Boise Sports and Outdoors

Auto Racing at Meridian Speedway - Where Tailgating Is an Art

Saturday nights during the summer mean one thing in Meridian: the hum and roar of race cars at the speedway. Ask anyone who lives in Meridian, and they'll tell you that it doesn't matter which part of town you're in and how far you are from the raceway, you'll hear it. And sooner or later, whether you like car racing or not, the curiosity generated by that distant summer noise is bound to get the best of you.

That was the case for me, despite my longstanding belief that I had better things to do than watch cars drive around in circles. But the whole idea behind Boise the Great is to get out and do all sorts of stuff around Boise whether I think I'll like it or not, because I don't believe in publishing articles about things I haven't experienced for myself. So I set all my prejudices and NASCAR jokes aside and went to the Meridian Speedway one hot summer night, and let me tell you that I felt immediately conflicted.

But first, in case you're wondering what kind of race track we're talking about, here are the facts about the place. It's a 1/4 mile asphalt oval track that features racing by a wide variety of cars and trucks. You'll see late-model cars that look like your favorite NASCAR participants, sprint cars that look like bad-ass dune buggies, sprint cars with wings, and just about any other kind of four-wheeled racing vehicle you can imagine. They even race older cars that look like the jalopies rusting in my neighbor's yard.

______

- _The problem_
Resume the Meridian Speedway article after its last sentence, keeping the first-person voice.

______

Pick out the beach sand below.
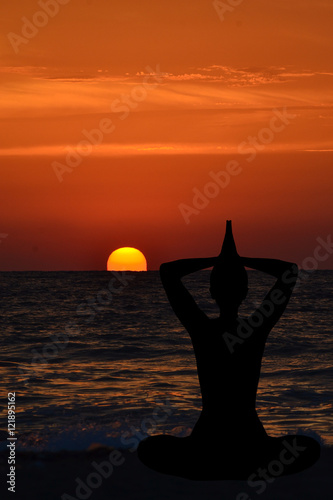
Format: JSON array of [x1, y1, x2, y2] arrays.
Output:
[[0, 447, 333, 500]]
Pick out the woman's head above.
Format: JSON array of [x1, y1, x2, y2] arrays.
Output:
[[210, 220, 248, 312]]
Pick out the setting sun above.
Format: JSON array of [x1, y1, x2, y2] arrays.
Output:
[[107, 247, 147, 271]]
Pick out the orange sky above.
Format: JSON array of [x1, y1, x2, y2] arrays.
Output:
[[0, 0, 333, 270]]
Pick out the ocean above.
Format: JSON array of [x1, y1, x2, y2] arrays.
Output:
[[0, 271, 333, 452]]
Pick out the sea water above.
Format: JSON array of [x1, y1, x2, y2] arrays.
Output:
[[0, 271, 333, 451]]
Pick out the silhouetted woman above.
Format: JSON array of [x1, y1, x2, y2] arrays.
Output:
[[138, 221, 320, 480]]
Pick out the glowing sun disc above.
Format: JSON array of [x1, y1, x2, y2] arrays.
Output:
[[107, 247, 147, 271]]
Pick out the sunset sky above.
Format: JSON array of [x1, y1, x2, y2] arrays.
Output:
[[0, 0, 333, 271]]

______

- _Solved problem_
The spectator experience is not bad at all. A large grandstand extends the entire length of the track's west side, and if you get a few rows up you'll have a commanding view of the the entire track and the foothills in the distance. In my experience, the top row is where you want to be. The smaller grandstand on the north side offers a little different perspective on the track, and it's where a lot of the diehard rowdy race fans are known to sit. If you're curious what goes on behind the scenes, you can even walk beyond the north grandstand and get a great look at the pits on the east side of the track.

Just remember one thing: you know that noise I mentioned could be heard all over town? Well, it can get pretty loud in the stands when you get ten cars thundering by right below you, so prepare you eardrums for it and be prepared to yell at the wife or husband when you need another beer or when junior wants a corn dog.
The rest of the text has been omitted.